» Provided text:
*** Block opens ***

Which presidential candidates have your back ...pocket?
byJan 18th 2008 9:00AM
The presidential stump fest has officially begun, but thus far the primaries seem to be muddying the waters instead of thinning the field. With the sound bites flying fast and furious, it's easy to forget the candidates' positions on, well, just about everything. So who among the front-runners for both parties has Americans' fiscal interests at heart? A quick visit to SelectSmart.com's Presidential Candidate Selector turned up some interesting results.
Eight of the 26 questions on SelectSmart's Survey are aimed directly or indirectly at voters' wallets, on the topics of Social Security, trade, taxes, the deficit, unions, minimum wage hikes, universal health care and prescription drugs. Once you've revealed how tight or loose you'd like the federal government to be with your tax dollars, you're paired with your "Theoretical Ideal Candidate" based on his or her campaign statements and, when applicable, voting record.
So who should you vote for if you'd rather the deficit increase as opposed to your taxes? Fresh from his much-needed win in the Michigan primary, Mitt Romney leads the pack of Republican front-runners in fiscal conservatism. John McCain is second among Reps who've come out on top in a primary but fourth overall among all the candidates, possibly because of his balanced-budget leanings. Iowa winner Mike Huckabee is at the bottom of the list, thanks to his insistence on reforming Social Security and health care.
Fellow Iowa victor Barack Obama is the closest thing to a theoretically ideal candidate for those who are all about "tax and spend." As went Iowa, so goes the survey, with John Edwards placing and Hillary Clinton showing. While Obama and Edwards are running neck-and-neck, Clinton's supporting free trade and eschewing a balanced budget leaves her trailing.
While clearly demarcating the candidates still in the running, the survey lists all 29 wags who had given any lip service at all to throwing their hat in the ring as of last August, as well as one former VP whose inconvenient truth was that he's happier in the private sector. The list also includes Stephen Colbert, host of Comedy Central's The Colbert Report. Colbert, who halted his campaign, is nonetheless the No. 1 fiscal conservative in the bunch, assuming we take seriously his position that Social Security should be abolished because "if old people can play bridge, they can work as typists."

*** Block closes ***

» Dataset extract:
*** Block opens ***

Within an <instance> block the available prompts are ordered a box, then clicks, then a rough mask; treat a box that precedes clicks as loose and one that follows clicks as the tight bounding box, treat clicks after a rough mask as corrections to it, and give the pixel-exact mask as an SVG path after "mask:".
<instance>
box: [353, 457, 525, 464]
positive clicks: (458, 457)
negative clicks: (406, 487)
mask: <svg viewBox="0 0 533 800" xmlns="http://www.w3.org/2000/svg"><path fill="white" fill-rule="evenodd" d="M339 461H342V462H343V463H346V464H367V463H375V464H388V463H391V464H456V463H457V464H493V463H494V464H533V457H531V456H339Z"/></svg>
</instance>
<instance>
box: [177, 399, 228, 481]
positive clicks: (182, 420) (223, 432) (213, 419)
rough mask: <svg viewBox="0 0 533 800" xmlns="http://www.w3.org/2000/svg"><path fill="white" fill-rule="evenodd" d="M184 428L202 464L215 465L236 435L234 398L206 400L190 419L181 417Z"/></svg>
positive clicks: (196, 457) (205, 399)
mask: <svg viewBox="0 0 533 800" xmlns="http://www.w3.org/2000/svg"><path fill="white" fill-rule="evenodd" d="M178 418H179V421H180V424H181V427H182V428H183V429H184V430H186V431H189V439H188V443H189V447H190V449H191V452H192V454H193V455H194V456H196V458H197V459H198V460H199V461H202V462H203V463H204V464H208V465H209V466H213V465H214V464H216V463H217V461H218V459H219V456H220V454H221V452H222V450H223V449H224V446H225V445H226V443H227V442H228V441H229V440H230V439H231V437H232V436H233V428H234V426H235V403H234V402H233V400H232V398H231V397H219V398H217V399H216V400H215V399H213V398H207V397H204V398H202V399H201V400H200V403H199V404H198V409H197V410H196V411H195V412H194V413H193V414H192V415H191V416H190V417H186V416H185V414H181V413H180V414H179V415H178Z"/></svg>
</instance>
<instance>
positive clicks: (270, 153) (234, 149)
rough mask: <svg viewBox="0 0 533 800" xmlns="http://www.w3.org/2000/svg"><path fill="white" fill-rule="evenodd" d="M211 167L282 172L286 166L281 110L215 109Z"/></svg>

*** Block closes ***

Quote the article on the presidential candidates' fiscal positions from "So who should" up to and including "and health care.".

» Task answer:
So who should you vote for if you'd rather the deficit increase as opposed to your taxes? Fresh from his much-needed win in the Michigan primary, Mitt Romney leads the pack of Republican front-runners in fiscal conservatism. John McCain is second among Reps who've come out on top in a primary but fourth overall among all the candidates, possibly because of his balanced-budget leanings. Iowa winner Mike Huckabee is at the bottom of the list, thanks to his insistence on reforming Social Security and health care.